The Rye returned to America at the end of 1879, but the Rabelais was still dear to him. “Let us rejoice!” a letter in February, 1880, begins, “for Dr. O. W. Holmes has joined the Rabelais. I had a long, very jolly interview with him in his house in Boston. Before he appeared I heard him singing for joy that he was to see me again, and his greeting was effusive.” And Dr. Holmes suggested Mr. Howells, then editing the Atlantic, — and, what with the Autocrat, Howells, Bret Harte, George Boker, and Hans Breitmann himself, Lowell cannot decline, and here is a fine American contingent anyway. “ Great names draw great names and make us a great club, — small or mediocre names detract from every advantage. We don’t want Anybody who is other than ourselves. . . . Now the Rabelais has enough men to be jolly at its dinner — but not enough great men. When it is so strong that nobody can afford to decline, when it is distinctly a proof of the very highest literary-social position per se to be in it — when we shall be all known men, then I shall be satisfied to admit the mute Miltons. I have never got over Browning’s declining. I want him to regret it. He will regret it if we progress as we are doing.” “We might have got Browning had —— not undertaken to scoop him in. Poor boy, he wrote a regular wooden schoolboy letter — and this kind of thing requires infinite finesse.”

And this from another letter, also from America: —

“I want the Rabelais to coruscate — whizz, blaze and sparkle, fulminate and bang. It must be great and wise and good, bland, dynamitic, gentle, awful, tender and tremulous. That is the kind of Tongs we must be. Tongs, I say, and not hairpins like the Philistines — nor clothespins like the vulgar. Handsome drawing-room tongs fit for ladies to handle. The American public only recognizes hairpins and clothespins. I add tongs. Strive, my son, to be tongs in this life and not a mere hairpin.”

Data excerpts:
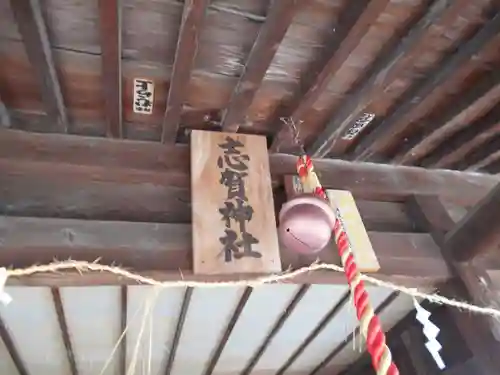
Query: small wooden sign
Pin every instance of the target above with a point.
(346, 210)
(143, 96)
(234, 227)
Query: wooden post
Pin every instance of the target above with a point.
(478, 331)
(479, 231)
(234, 227)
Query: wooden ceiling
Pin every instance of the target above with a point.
(426, 70)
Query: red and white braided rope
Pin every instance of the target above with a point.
(369, 322)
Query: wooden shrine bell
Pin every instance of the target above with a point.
(306, 224)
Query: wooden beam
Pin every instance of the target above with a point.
(63, 325)
(168, 250)
(479, 231)
(229, 329)
(111, 46)
(31, 25)
(475, 103)
(393, 125)
(462, 144)
(278, 19)
(4, 115)
(11, 348)
(352, 106)
(365, 17)
(324, 363)
(123, 171)
(185, 54)
(478, 331)
(314, 333)
(276, 328)
(172, 350)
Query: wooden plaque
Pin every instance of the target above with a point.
(234, 227)
(364, 254)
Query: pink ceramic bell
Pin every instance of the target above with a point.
(305, 224)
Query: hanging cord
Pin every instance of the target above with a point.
(369, 322)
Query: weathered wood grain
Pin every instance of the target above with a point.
(110, 12)
(343, 201)
(142, 246)
(185, 54)
(474, 104)
(209, 196)
(31, 24)
(278, 19)
(136, 163)
(458, 147)
(354, 34)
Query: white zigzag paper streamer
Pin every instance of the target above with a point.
(431, 331)
(4, 297)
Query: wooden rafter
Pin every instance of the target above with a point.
(352, 106)
(122, 361)
(367, 17)
(47, 238)
(229, 329)
(278, 19)
(4, 115)
(480, 332)
(111, 46)
(393, 125)
(459, 146)
(31, 24)
(478, 232)
(477, 101)
(185, 54)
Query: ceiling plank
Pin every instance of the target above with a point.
(324, 363)
(172, 350)
(459, 146)
(483, 221)
(314, 333)
(276, 328)
(122, 361)
(352, 106)
(27, 241)
(111, 62)
(11, 348)
(392, 126)
(360, 19)
(31, 25)
(229, 329)
(484, 162)
(185, 54)
(278, 19)
(63, 325)
(474, 103)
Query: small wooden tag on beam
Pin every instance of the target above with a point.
(234, 226)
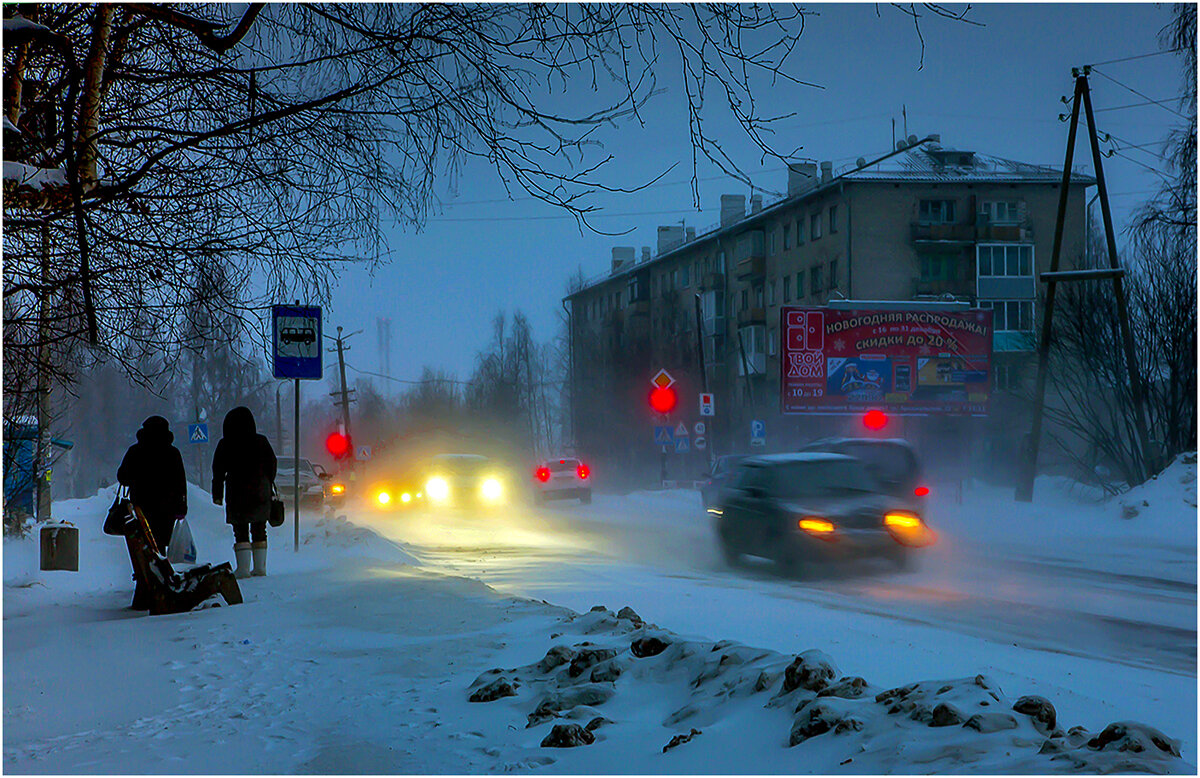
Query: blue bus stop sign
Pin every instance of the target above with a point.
(297, 335)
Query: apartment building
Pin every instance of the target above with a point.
(928, 222)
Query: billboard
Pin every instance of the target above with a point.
(906, 363)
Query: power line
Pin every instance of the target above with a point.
(1157, 102)
(1127, 59)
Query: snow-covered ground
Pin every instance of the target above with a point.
(358, 654)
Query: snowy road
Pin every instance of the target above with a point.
(1060, 614)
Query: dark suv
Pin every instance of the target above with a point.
(801, 508)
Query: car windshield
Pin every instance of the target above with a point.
(891, 464)
(820, 479)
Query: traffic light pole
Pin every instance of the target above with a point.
(295, 472)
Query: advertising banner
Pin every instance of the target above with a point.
(906, 363)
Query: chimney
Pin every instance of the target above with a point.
(622, 257)
(801, 177)
(733, 208)
(670, 237)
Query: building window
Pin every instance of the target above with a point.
(1006, 259)
(936, 211)
(1011, 316)
(1000, 211)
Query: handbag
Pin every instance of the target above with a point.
(276, 516)
(119, 513)
(181, 549)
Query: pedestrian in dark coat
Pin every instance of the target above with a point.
(154, 471)
(243, 474)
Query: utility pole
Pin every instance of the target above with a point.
(1114, 273)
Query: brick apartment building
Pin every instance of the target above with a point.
(924, 223)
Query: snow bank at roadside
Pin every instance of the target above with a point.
(633, 692)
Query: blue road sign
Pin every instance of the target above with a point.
(297, 341)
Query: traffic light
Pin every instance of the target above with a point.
(875, 419)
(663, 399)
(339, 446)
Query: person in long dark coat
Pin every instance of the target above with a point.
(154, 471)
(243, 473)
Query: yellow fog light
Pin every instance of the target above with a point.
(901, 521)
(437, 489)
(492, 489)
(816, 526)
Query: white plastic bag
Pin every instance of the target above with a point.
(181, 549)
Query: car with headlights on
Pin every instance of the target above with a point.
(564, 478)
(465, 480)
(805, 508)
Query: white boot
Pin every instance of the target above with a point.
(259, 550)
(241, 552)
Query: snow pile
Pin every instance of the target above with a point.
(625, 687)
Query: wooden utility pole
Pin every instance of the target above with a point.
(1115, 273)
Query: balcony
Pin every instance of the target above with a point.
(751, 316)
(754, 267)
(955, 234)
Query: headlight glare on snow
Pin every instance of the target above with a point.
(437, 489)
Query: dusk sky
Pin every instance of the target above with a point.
(993, 88)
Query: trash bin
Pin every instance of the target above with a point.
(60, 548)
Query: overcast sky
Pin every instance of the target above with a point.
(994, 89)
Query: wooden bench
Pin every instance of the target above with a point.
(172, 592)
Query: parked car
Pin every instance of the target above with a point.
(719, 477)
(312, 488)
(564, 478)
(804, 508)
(893, 462)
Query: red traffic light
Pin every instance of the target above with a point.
(663, 399)
(337, 444)
(875, 419)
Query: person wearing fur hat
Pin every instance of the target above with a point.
(153, 470)
(243, 473)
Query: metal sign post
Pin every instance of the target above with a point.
(297, 354)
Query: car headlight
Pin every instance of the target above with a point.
(437, 489)
(491, 489)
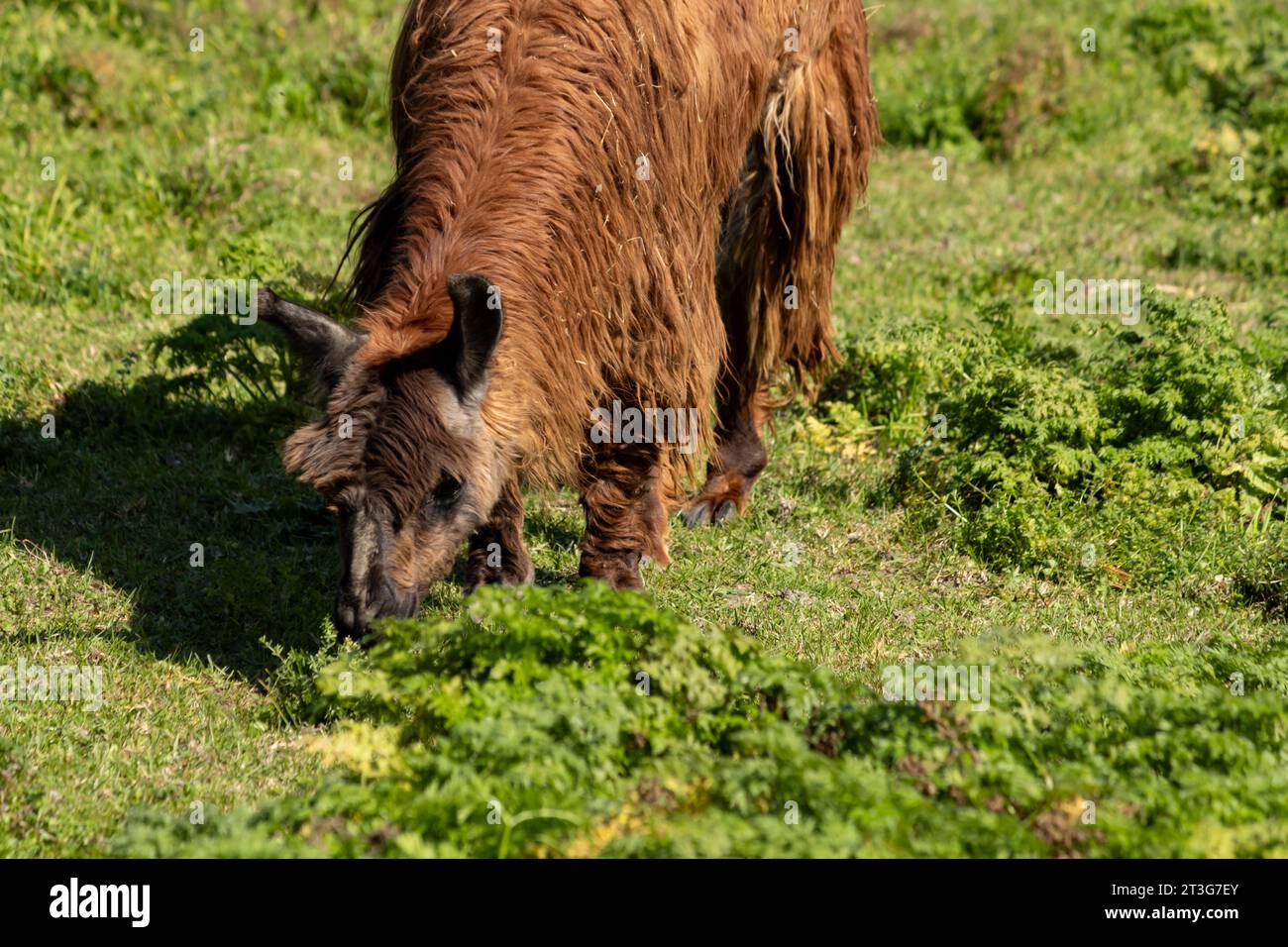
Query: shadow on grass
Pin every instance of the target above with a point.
(134, 478)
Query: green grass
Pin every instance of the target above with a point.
(167, 159)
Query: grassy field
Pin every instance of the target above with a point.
(1125, 504)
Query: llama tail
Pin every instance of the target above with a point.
(803, 171)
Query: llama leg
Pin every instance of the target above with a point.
(626, 514)
(739, 457)
(497, 553)
(802, 172)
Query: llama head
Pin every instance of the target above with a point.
(400, 455)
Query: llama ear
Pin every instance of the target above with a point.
(322, 342)
(477, 324)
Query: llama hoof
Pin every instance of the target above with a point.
(698, 514)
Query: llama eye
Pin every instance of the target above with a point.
(446, 493)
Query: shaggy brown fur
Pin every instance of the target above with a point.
(642, 180)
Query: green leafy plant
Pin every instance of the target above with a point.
(555, 722)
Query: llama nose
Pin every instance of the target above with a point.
(347, 620)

Exercises:
A. Decide whether each statement agrees with the Rabelais club extract, answering yes or no and quoting the words that settle it: (i) Dr. Holmes suggested Mr. Howells as a member; (ii) the writer feels the Rabelais already has enough great men; (iii) the writer urges being a hairpin rather than tongs.
B. Answer these questions from the Rabelais club extract.
(i) In what month and year was the letter announcing that Dr. Holmes had joined written?
(ii) Whose declining does the writer say he has never got over?
(iii) According to the writer, what are the only things the American public recognizes?
C. Write the next passage of the Rabelais club extract, carrying on after its final sentence.
The records have no connection to the Rabelais club extract.

Task-by-task answers:
A.
(i) Yes: "And Dr. Holmes suggested Mr. Howells, then editing the Atlantic"
(ii) No: "but not enough great men."
(iii) No: "Strive, my son, to be tongs in this life and not a mere hairpin."

B.
(i) February, 1880
(ii) Browning's
(iii) Hairpins and clothespins

C.
It may be because he was in America that things did not go as he wanted with the Rabelais. “ Messenger of Evil,” a letter in April of 1881 begins, “did ever man unfold such a budget of damnable news, as you anent the Rabelais.” It was not, however, until 1889 that, as Besant puts it, the club “fell to pieces.” “Perhaps,” Besant concludes, “we had gone on long enough; perhaps we spoiled the club by admitting visitors. However, the club languished and died.” It had,in its day, included enough “great names” to please the Rye, — those of Thomas Hardy, John Hay, and others may be added to the many already mentioned. But it included popular names, too, and in no fewer numbers. The warning against democracy fell unheeded, and democracy, as the Rye knew, whatever it may be to political and social life, is fatal to art and letters.